[OBJECTIVE] Quote everything below from the line containing "Can you see the white interior" down to the end of the lines, word for word, and leave out the pictures.

[DATASET ENTRIES]
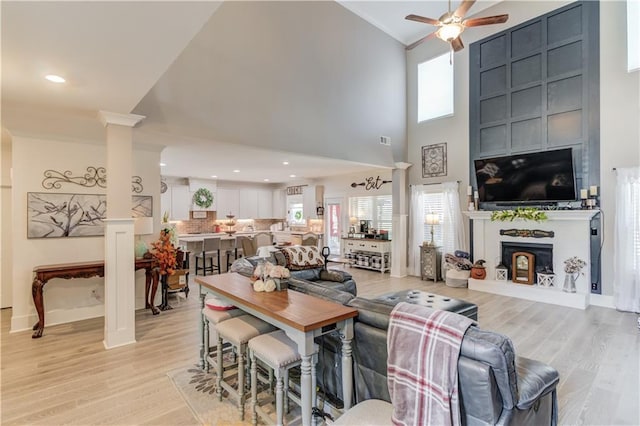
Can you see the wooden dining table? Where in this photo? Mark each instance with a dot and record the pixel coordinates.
(301, 316)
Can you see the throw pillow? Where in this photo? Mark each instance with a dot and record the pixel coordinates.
(302, 257)
(331, 276)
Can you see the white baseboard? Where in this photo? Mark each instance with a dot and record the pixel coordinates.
(26, 322)
(602, 300)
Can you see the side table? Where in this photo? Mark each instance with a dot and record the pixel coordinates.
(430, 258)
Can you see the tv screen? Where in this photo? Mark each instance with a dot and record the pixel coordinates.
(540, 176)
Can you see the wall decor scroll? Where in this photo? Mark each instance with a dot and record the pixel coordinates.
(141, 206)
(434, 160)
(136, 184)
(95, 176)
(371, 183)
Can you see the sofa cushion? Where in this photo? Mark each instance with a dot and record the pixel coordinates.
(307, 274)
(336, 276)
(336, 293)
(302, 257)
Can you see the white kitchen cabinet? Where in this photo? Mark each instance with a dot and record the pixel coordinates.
(265, 204)
(309, 202)
(279, 204)
(248, 204)
(228, 202)
(367, 253)
(176, 202)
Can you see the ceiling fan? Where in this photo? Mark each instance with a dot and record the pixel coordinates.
(452, 24)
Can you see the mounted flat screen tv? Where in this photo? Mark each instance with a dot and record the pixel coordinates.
(536, 177)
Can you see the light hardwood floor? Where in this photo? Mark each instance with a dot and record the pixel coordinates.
(67, 377)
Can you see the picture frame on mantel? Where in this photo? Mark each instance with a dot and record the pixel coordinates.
(434, 160)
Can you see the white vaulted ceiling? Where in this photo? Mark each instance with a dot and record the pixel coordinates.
(115, 54)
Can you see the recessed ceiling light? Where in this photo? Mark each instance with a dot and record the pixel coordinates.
(55, 78)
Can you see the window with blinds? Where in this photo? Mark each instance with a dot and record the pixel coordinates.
(376, 208)
(433, 205)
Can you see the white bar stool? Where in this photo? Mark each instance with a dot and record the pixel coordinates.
(237, 331)
(211, 318)
(279, 352)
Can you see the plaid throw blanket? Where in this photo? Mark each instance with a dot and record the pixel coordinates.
(422, 369)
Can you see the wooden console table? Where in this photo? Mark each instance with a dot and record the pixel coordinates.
(87, 270)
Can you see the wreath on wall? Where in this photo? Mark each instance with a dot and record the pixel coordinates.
(203, 198)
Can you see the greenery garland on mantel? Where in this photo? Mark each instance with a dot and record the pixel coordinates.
(203, 198)
(524, 213)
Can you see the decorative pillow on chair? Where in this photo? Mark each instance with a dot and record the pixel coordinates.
(302, 257)
(334, 276)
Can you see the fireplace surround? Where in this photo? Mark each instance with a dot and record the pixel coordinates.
(543, 254)
(571, 236)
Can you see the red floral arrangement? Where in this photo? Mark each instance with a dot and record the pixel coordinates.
(165, 253)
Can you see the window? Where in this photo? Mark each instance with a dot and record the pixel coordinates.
(435, 88)
(433, 206)
(378, 209)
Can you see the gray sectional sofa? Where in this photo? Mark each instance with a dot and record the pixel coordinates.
(496, 386)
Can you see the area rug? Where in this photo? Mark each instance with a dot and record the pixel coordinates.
(198, 389)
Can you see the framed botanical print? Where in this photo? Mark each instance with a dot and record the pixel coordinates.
(434, 160)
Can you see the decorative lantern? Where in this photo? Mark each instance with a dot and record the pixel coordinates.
(501, 272)
(478, 270)
(546, 278)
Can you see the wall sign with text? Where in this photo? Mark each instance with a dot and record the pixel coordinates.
(371, 183)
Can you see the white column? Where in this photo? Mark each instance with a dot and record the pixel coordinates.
(119, 274)
(400, 220)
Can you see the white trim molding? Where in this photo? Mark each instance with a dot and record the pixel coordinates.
(128, 120)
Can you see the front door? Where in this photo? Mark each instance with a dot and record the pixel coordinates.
(333, 224)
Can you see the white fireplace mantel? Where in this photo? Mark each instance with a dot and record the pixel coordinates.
(572, 234)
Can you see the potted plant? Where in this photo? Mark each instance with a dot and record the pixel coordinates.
(524, 213)
(165, 252)
(573, 268)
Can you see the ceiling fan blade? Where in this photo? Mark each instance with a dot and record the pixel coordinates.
(476, 22)
(422, 19)
(464, 8)
(456, 44)
(423, 39)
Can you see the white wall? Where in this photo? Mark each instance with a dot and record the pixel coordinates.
(619, 110)
(6, 253)
(65, 300)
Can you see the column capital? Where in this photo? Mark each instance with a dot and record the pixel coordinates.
(402, 165)
(129, 120)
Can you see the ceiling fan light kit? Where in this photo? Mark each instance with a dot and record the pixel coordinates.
(452, 24)
(449, 32)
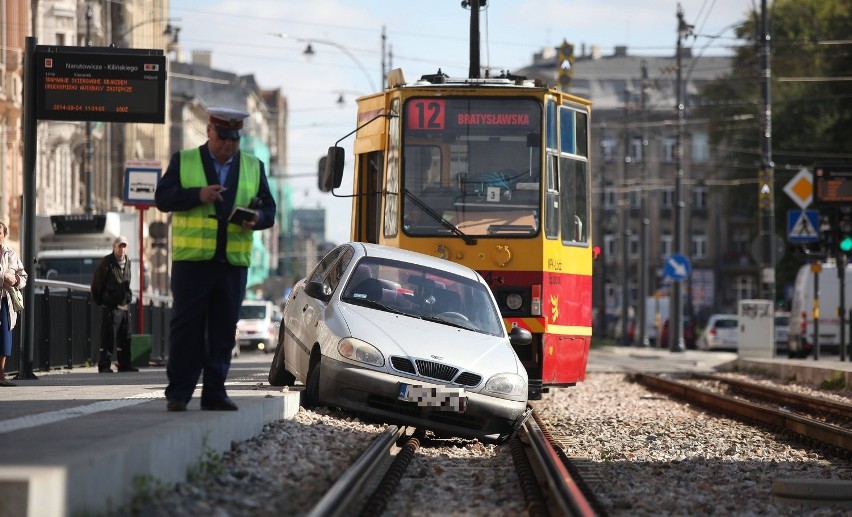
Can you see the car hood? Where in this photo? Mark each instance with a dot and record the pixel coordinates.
(396, 334)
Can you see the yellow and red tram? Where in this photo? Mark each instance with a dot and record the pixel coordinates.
(492, 173)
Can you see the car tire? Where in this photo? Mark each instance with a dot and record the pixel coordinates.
(278, 375)
(310, 397)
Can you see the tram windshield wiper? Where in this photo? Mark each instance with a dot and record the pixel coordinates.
(436, 216)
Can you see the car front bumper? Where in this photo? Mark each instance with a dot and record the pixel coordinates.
(373, 393)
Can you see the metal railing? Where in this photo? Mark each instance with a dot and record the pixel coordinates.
(67, 330)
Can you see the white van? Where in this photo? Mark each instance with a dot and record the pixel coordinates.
(801, 331)
(258, 325)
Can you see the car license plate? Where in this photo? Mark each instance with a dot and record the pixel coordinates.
(442, 398)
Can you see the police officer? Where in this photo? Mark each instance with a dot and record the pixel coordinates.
(210, 255)
(111, 290)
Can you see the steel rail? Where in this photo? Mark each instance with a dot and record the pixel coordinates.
(806, 427)
(343, 495)
(566, 493)
(783, 397)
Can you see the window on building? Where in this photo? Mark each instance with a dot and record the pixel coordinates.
(635, 199)
(700, 147)
(608, 147)
(699, 197)
(741, 240)
(667, 151)
(636, 148)
(667, 242)
(609, 197)
(668, 199)
(633, 242)
(745, 287)
(609, 245)
(699, 245)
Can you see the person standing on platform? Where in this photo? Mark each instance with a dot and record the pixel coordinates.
(13, 275)
(111, 290)
(210, 255)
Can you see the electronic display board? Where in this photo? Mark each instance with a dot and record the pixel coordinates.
(100, 84)
(833, 183)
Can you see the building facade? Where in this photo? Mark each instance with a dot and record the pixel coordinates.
(635, 162)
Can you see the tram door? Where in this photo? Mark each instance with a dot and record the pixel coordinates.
(368, 198)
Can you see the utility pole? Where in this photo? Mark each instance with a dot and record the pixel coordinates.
(676, 309)
(625, 228)
(643, 339)
(766, 197)
(90, 151)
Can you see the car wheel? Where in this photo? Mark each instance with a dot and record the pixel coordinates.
(310, 397)
(278, 375)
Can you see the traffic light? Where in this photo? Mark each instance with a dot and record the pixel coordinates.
(844, 230)
(565, 65)
(826, 232)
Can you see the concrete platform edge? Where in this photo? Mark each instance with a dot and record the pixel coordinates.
(77, 483)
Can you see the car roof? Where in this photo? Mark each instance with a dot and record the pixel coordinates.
(413, 257)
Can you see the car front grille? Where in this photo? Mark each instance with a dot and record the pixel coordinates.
(433, 370)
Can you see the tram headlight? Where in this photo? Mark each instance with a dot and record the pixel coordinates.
(514, 301)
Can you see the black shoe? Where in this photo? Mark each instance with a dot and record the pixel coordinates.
(224, 404)
(176, 405)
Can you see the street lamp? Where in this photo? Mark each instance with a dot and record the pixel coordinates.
(309, 52)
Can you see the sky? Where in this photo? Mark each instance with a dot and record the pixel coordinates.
(351, 38)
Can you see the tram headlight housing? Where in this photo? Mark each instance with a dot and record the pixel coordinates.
(514, 301)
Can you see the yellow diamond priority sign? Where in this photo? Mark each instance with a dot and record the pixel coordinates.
(801, 188)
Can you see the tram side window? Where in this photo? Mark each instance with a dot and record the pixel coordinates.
(551, 201)
(574, 193)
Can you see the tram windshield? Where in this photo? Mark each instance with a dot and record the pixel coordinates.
(474, 163)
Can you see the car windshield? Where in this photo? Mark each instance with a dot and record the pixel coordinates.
(425, 293)
(253, 312)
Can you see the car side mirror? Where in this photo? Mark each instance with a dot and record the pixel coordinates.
(318, 290)
(520, 336)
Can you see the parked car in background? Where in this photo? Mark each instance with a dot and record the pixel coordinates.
(721, 333)
(782, 332)
(688, 333)
(404, 338)
(257, 328)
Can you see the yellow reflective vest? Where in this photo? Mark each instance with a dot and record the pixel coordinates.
(194, 231)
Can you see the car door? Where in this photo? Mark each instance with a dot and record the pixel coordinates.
(297, 338)
(307, 311)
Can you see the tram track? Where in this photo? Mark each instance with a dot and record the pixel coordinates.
(544, 474)
(755, 409)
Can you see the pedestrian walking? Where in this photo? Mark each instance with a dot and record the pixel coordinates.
(111, 290)
(14, 277)
(204, 187)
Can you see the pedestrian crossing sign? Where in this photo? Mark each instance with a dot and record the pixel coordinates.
(802, 226)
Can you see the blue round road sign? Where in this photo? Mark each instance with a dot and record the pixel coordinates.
(677, 266)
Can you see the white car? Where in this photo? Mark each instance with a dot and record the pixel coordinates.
(257, 327)
(721, 333)
(404, 338)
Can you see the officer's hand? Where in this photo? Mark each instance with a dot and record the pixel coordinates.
(249, 224)
(211, 193)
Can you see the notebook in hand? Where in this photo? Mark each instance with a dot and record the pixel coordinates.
(240, 214)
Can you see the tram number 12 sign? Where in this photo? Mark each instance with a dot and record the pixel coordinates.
(100, 84)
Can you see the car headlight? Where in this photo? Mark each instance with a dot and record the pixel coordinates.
(360, 351)
(514, 301)
(507, 385)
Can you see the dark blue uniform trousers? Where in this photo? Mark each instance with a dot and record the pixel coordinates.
(207, 298)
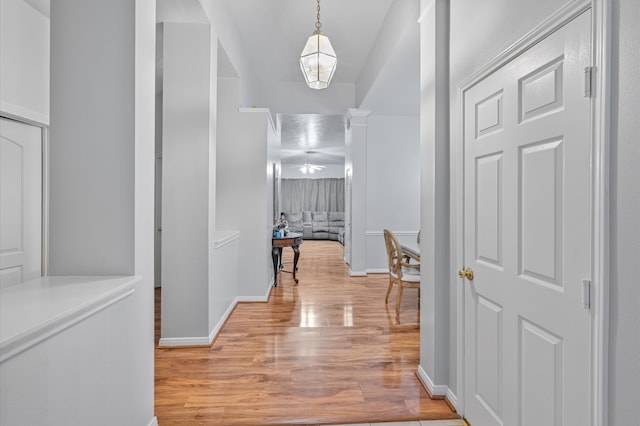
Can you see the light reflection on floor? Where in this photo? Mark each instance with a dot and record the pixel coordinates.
(309, 318)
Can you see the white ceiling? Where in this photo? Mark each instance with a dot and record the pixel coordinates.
(316, 138)
(273, 32)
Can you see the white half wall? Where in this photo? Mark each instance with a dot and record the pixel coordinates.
(393, 184)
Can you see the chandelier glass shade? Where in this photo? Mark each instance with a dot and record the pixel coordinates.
(310, 168)
(318, 59)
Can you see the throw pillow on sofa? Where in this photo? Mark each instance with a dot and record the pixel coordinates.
(295, 221)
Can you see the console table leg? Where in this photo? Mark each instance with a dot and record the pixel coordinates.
(296, 255)
(275, 256)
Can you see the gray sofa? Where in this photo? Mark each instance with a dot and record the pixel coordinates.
(317, 225)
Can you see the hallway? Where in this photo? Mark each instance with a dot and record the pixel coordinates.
(327, 351)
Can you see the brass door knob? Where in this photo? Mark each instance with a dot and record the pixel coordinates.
(466, 273)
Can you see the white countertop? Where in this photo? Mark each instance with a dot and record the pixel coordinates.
(37, 309)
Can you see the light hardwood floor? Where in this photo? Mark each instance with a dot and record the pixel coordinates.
(328, 351)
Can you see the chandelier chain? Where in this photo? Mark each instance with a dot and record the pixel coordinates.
(318, 24)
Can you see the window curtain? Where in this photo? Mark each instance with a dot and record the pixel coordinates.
(318, 195)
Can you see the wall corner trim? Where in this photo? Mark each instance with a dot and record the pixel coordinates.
(432, 388)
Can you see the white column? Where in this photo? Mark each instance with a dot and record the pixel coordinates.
(356, 164)
(436, 273)
(185, 184)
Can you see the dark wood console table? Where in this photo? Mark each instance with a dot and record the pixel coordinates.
(293, 240)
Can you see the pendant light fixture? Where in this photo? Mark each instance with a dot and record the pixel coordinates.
(318, 59)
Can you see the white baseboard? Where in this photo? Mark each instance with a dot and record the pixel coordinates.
(183, 341)
(453, 398)
(378, 271)
(436, 390)
(205, 341)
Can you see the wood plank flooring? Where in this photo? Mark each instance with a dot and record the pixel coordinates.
(327, 351)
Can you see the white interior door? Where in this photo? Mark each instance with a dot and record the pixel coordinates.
(527, 236)
(20, 202)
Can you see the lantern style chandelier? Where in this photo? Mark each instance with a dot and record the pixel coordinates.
(318, 59)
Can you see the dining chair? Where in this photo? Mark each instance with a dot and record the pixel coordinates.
(401, 272)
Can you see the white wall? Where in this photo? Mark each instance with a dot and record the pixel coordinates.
(393, 184)
(438, 351)
(24, 62)
(624, 349)
(92, 139)
(355, 163)
(185, 182)
(101, 211)
(244, 187)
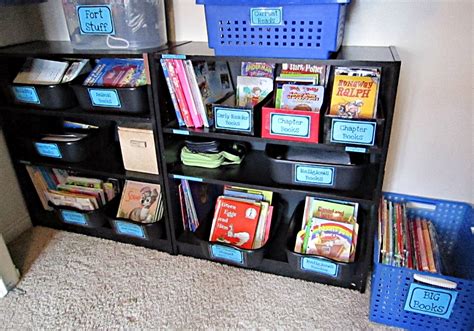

[RIGHT ANSWER]
Can you see the white interior door? Where in this photo? Mark each instance with a dot and record the pixel coordinates.
(527, 236)
(20, 202)
Can you see the lantern style chandelier? Where in this photo? Mark each instance with a dot and record the pixel coordinates.
(318, 59)
Can you see the dining chair? Where in this photo? Mark each instance with a dot and record the pixel coordinates.
(401, 272)
Can you see the white wall? Where in this photo? Mark each instance with a dot and record the pixel coordinates.
(393, 184)
(438, 351)
(24, 62)
(624, 349)
(92, 139)
(355, 163)
(185, 182)
(101, 211)
(244, 187)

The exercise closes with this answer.